## ACTIONS TO TAKE:
(1) Please return the passage of the Slipstream exhibition announcement between "Kirk Hopper Fine" and "Alexandre Hogue (1898-1994).", inclusive, unchanged.
(2) Extend the Slipstream exhibition announcement onward from its final sentence.

## DOCUMENT TEXT:
┄┄┄┄┄┄┄┄┄┄┄┄┄┄┄┄┄┄┄┄
KHFA exhibition archives

Slipstream

Curated works by Susie Kalil
May 28-August 6, 2016
Opening reception Saturday, May 28, 6:30 pm
Artists will be in attendance

Kirk Hopper Fine Art is excited to announce our upcoming group exhibition, Slipstream. Curator Susie Kalil has assembled artists who use drawing in the most direct and confrontational manner. The exhibition will feature works from Jorge Alegría, Lois Dodd, Bill Haveron, Mary Jenewein, Angelbert Metoyer, Lynn Randolph, Noriko Shinohara, James Surls, Emmi Whitehorse and Roger Winter. A special coda to the exhibiton is the inclusion of two important drawings by Alexandre Hogue (1898-1994).


Bill Haveron, Why Don't You Wear This Dress Anymore?, 2016, graphite and colored pencil on paper, 48" x 72"

Slipstream crosses conventional genre boundaries between fantasy, the surreal, even literary fiction—worlds within worlds, and the strangeness of living in the 21st century. Kalil states, "we are inundated by techno gimmickry, but these artists use the most direct means possible—pencil, charcoal, and ink on paper—as a conduit for innermost beliefs, obsessions and visions. It will be an opportunity to push viewers out of their comfort zones, shift contexts and reaffirm fierce, draw-no-quarter instincts."

Simply, Slipstream is not just another works on paper show—it's focused on full throttle drawing, an aim to return viewers to an encounter realized physically as well aesthetically and intellectually—a gut level transaction that's a far cry from the constitutional laziness that pulls the art establishment towards blandness and hype. These drawings defy branding, commercial marketing or the mainstream, but come from an obesessive need to bare one's soul, or tell a story, or serve as connective tissues for issues of spirituality, life and death, cultural malaise and environmental fragility. Drawings that emit courage—because nobody is asking the tough questions.
┄┄┄┄┄┄┄┄┄┄┄┄┄┄┄┄┄┄┄┄
## Stored dataset items:
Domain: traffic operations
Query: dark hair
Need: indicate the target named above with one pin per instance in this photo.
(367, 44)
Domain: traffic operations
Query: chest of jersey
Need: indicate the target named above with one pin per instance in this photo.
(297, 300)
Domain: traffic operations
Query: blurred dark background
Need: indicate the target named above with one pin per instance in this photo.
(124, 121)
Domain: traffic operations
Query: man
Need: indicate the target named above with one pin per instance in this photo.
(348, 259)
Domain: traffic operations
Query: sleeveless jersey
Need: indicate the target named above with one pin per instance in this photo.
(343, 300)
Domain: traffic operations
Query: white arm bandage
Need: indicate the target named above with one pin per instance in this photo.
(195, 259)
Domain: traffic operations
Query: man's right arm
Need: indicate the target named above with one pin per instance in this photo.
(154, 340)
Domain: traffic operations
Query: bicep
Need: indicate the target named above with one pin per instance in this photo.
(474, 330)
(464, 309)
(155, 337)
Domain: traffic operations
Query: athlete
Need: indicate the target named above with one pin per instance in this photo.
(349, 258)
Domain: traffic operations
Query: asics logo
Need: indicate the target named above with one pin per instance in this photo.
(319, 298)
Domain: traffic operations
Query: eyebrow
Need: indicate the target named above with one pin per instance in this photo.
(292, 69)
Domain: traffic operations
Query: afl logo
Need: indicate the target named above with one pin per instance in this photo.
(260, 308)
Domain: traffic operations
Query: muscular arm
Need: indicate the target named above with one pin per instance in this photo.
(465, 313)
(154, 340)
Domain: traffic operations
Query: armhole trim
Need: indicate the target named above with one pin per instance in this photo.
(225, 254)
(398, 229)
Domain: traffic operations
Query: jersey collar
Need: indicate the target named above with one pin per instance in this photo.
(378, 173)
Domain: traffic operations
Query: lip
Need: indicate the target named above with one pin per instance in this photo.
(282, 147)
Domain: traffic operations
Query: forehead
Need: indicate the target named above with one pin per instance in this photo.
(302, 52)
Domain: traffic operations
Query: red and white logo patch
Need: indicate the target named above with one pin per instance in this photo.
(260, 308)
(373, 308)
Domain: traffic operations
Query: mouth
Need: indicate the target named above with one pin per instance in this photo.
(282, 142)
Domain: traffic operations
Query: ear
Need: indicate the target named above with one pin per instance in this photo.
┄┄┄┄┄┄┄┄┄┄┄┄┄┄┄┄┄┄┄┄
## YOUR RESPONSES:
(1)
Kirk Hopper Fine Art is excited to announce our upcoming group exhibition, Slipstream. Curator Susie Kalil has assembled artists who use drawing in the most direct and confrontational manner. The exhibition will feature works from Jorge Alegría, Lois Dodd, Bill Haveron, Mary Jenewein, Angelbert Metoyer, Lynn Randolph, Noriko Shinohara, James Surls, Emmi Whitehorse and Roger Winter. A special coda to the exhibiton is the inclusion of two important drawings by Alexandre Hogue (1898-1994).

(2)
Susie Kalil is a former Core Fellow in Critical Studies at the Glassell School of Art at the Museum of Fine Arts, Houston. Kalil co-curated (with Barbara Rose) the landmark exhibtion Fresh Paint: The Houston School and curated The Texas Landscape: 1900-1986. Most recently, she has authored and curated the award winning monograph and retrospective, Alexandre Hogue: American Visionary, as well as Dorothy Hood: The Color of Being, among other publications and exhibitions. Kalil is also a frequent contributor to publications including Artforum, Art in America, ARTnews, Cite, and Sculpture, she previously served as managing editor of the journal Artlies and Houston Center for Photography's Spot Magazine.

Noriko Shinohara, La Penseure or Cutie Thinking, 2016, mixed media on paper, 12.5" x 9.5"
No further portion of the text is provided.